Records from a data source:
● ● ●

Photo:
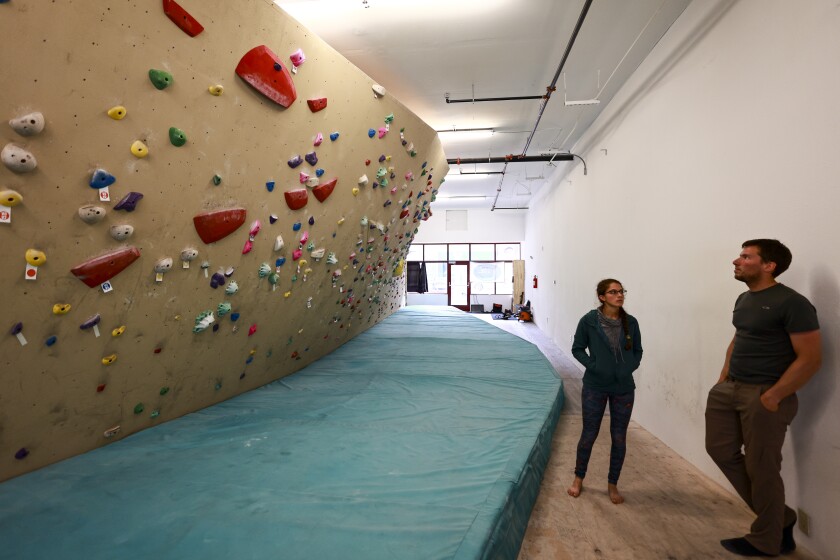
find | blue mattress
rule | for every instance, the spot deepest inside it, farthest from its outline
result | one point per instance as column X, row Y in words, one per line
column 424, row 437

● ● ●

A word-for-word copy of the records is needed, one that contains no pictures.

Photo:
find | blue mattress
rule | for every instance, the spot deepest inside it, farthest from its outline
result | one point per instance as column X, row Y in words, one per line
column 424, row 437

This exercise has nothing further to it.